**Items from a dataset**
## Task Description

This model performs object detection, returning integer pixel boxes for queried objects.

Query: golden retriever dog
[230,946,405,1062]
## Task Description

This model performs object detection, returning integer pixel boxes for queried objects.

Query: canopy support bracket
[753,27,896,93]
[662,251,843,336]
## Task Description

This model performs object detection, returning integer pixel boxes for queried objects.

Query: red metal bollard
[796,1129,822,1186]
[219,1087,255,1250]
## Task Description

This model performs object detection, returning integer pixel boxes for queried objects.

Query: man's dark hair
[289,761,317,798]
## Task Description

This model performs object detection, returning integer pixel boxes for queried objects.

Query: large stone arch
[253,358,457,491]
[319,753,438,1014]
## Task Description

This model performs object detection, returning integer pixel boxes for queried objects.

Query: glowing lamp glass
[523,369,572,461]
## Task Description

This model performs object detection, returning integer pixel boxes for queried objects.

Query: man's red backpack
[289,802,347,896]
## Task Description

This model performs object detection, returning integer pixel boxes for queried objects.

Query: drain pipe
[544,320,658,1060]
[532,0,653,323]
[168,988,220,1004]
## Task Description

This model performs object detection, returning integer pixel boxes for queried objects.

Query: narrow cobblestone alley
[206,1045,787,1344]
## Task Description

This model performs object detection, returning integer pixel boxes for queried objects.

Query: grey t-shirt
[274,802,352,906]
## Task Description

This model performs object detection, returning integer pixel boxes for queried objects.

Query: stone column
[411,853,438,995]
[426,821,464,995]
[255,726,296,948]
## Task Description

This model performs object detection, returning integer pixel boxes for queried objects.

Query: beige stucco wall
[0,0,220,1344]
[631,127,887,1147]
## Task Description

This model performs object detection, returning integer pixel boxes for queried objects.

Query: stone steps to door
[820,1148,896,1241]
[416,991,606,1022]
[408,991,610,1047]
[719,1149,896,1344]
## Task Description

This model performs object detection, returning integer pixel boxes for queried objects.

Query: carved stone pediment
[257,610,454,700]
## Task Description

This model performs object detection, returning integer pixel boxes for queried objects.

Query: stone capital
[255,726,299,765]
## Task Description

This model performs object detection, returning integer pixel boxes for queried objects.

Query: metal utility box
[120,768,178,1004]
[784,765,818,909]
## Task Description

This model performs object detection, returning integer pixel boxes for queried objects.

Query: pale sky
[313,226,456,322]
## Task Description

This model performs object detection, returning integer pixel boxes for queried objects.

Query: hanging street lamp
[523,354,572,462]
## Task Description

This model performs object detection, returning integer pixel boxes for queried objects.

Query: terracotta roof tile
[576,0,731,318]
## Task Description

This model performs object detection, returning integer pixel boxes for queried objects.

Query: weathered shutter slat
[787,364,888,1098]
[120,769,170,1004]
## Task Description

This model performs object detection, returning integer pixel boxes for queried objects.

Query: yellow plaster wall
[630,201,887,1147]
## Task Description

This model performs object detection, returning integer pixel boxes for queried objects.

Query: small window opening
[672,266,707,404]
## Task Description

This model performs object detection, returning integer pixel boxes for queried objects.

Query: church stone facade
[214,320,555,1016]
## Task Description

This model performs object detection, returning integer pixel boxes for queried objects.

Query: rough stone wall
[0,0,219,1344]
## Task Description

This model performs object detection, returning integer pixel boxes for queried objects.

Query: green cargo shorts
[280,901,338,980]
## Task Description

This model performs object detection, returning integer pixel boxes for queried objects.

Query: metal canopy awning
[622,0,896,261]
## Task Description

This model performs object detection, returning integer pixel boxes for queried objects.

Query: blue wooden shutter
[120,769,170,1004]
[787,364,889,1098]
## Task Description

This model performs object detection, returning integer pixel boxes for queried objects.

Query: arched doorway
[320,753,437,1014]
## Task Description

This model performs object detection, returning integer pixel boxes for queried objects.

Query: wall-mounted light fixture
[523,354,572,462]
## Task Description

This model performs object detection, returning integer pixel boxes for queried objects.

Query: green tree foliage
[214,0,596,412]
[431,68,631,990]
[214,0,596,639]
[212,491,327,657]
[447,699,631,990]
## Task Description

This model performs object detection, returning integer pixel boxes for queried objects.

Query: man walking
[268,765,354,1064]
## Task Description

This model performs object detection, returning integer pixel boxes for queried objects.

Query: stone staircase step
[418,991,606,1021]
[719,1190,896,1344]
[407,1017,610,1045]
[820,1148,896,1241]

**Directions for this task**
Pull out each line of the items above that contains the string "lamp", and list those lines.

**Task answer**
Query: glowing lamp glass
Query: hanging street lamp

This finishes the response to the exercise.